-- BEGIN --
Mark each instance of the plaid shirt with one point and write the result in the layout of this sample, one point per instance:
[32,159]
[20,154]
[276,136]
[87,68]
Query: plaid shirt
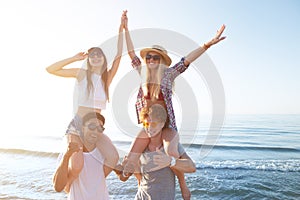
[166,88]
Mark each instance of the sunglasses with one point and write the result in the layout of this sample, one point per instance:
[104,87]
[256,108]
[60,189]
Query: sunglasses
[95,53]
[93,127]
[154,57]
[152,124]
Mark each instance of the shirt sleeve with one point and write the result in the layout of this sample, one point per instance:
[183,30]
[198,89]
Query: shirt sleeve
[136,62]
[180,149]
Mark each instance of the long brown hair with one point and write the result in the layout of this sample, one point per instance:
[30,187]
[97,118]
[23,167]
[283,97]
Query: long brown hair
[153,87]
[104,74]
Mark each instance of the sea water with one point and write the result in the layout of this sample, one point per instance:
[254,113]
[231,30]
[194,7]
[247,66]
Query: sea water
[255,157]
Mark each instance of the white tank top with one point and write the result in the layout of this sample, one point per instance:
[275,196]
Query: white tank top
[97,97]
[91,182]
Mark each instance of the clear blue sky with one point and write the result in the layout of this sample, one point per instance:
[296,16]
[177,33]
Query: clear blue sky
[258,62]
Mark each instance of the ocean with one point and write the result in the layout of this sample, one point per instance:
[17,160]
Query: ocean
[255,157]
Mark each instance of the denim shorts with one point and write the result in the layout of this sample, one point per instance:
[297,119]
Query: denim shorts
[75,127]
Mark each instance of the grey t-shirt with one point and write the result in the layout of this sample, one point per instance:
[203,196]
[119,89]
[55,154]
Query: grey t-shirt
[156,184]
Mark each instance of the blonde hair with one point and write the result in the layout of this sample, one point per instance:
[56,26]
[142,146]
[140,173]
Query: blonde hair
[153,86]
[156,112]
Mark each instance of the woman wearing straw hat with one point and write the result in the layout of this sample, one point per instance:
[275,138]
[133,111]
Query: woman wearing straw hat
[157,89]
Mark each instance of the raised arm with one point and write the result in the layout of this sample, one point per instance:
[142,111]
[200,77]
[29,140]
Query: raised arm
[129,42]
[61,176]
[191,57]
[184,164]
[58,67]
[112,72]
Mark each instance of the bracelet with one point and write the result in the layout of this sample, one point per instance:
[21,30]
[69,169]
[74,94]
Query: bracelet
[206,46]
[173,161]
-- END --
Work required:
Please rewrite the material from the line with "Mark each instance of the bracelet" up to and including its last line, giving only those lines. Copy every line unchanged except for the answer coordinates, which are multiplied by 1.2 and rounded to whole numbers, with halves rounded up.

Answer in full:
Mark each instance of the bracelet with one point and write the result in the layout of this sample, one point per instance:
[21,30]
[69,169]
[74,94]
Query: bracelet
[247,55]
[208,193]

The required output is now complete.